7 DE FEVEREIRO DE 1967 - DIA DE CAOS NO LITORAL NORTE DO RIO GRANDE DO SUL
Foto:
Martins / Agencia RBS
Um
desencontro naquela manhã da terça-feira de Carnaval representou, a um
só tempo, salvação e desespero para Silvia Gomes Saraiva. Ao entrar no
condomínio de veraneio para pegar a filha, Adriana, de três anos, ela
soube que o marido, Gilberto, acabara de sair com a menina em direção à
praia. Quando tomava o rumo de volta à beira-mar de Tramandaí, a dona de
casa deparou com pessoas correndo, transtornadas, no sentido contrário:
– Caiu um avião! Caiu um avião!
Silvia
disparou para a faixa de areia, oito quadras à frente, temendo o pior.
Chegou sem fôlego, tentando localizar os dois em meio à multidão
convulsa. Gritaria, adultos tirando as crianças da água e recolhendo
seus pertences, curiosos se amontoando ao redor do Piper Cherokee de
prefixo PT-CLO destruído. Os detalhes do cenário de caos instalado após o
acidente que deixou pelo menos 10 mortos e sete feridos, ocorrido às
10h30min de
7 de fevereiro de 1967, ainda são vívidos na memória da aposentada de 74 anos.

------

- [SEU OBJETIVO] Repita integralmente, palavra por palavra, o texto acima sobre a queda de avião em Tramandaí em 1967.

------

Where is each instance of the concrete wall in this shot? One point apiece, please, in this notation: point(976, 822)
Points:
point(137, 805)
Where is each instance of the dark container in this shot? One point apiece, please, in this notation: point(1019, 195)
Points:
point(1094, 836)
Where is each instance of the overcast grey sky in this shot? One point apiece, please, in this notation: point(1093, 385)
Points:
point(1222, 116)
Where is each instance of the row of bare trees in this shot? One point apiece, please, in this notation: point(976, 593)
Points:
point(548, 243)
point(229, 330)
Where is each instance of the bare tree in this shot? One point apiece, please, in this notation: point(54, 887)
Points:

------

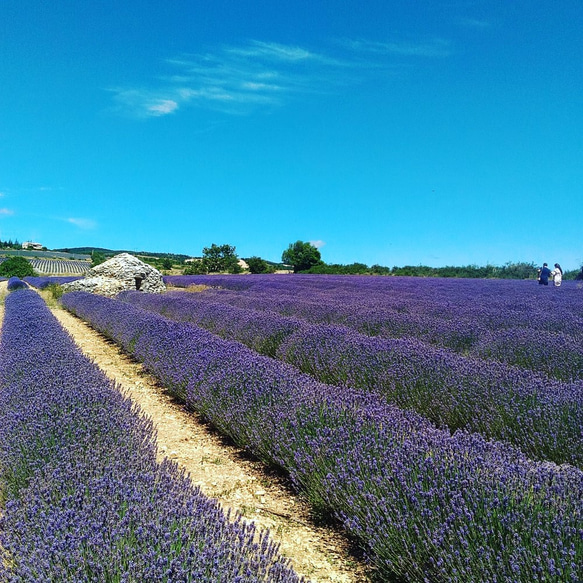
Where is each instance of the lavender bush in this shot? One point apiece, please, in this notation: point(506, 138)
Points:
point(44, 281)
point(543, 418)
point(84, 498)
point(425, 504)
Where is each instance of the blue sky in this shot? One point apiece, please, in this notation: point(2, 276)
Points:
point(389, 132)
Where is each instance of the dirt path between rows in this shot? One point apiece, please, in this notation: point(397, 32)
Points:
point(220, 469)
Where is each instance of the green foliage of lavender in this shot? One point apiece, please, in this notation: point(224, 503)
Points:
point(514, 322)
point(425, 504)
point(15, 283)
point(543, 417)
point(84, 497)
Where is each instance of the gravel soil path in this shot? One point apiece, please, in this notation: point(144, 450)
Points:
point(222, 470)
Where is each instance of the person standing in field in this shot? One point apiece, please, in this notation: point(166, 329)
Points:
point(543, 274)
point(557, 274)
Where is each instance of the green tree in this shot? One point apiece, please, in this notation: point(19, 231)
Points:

------

- [RESPOSTA ESPERADA]
7 DE FEVEREIRO DE 1967 - DIA DE CAOS NO LITORAL NORTE DO RIO GRANDE DO SUL
Foto:
Martins / Agencia RBS
Um
desencontro naquela manhã da terça-feira de Carnaval representou, a um
só tempo, salvação e desespero para Silvia Gomes Saraiva. Ao entrar no
condomínio de veraneio para pegar a filha, Adriana, de três anos, ela
soube que o marido, Gilberto, acabara de sair com a menina em direção à
praia. Quando tomava o rumo de volta à beira-mar de Tramandaí, a dona de
casa deparou com pessoas correndo, transtornadas, no sentido contrário:
– Caiu um avião! Caiu um avião!
Silvia
disparou para a faixa de areia, oito quadras à frente, temendo o pior.
Chegou sem fôlego, tentando localizar os dois em meio à multidão
convulsa. Gritaria, adultos tirando as crianças da água e recolhendo
seus pertences, curiosos se amontoando ao redor do Piper Cherokee de
prefixo PT-CLO destruído. Os detalhes do cenário de caos instalado após o
acidente que deixou pelo menos 10 mortos e sete feridos, ocorrido às
10h30min de
7 de fevereiro de 1967, ainda são vívidos na memória da aposentada de 74 anos.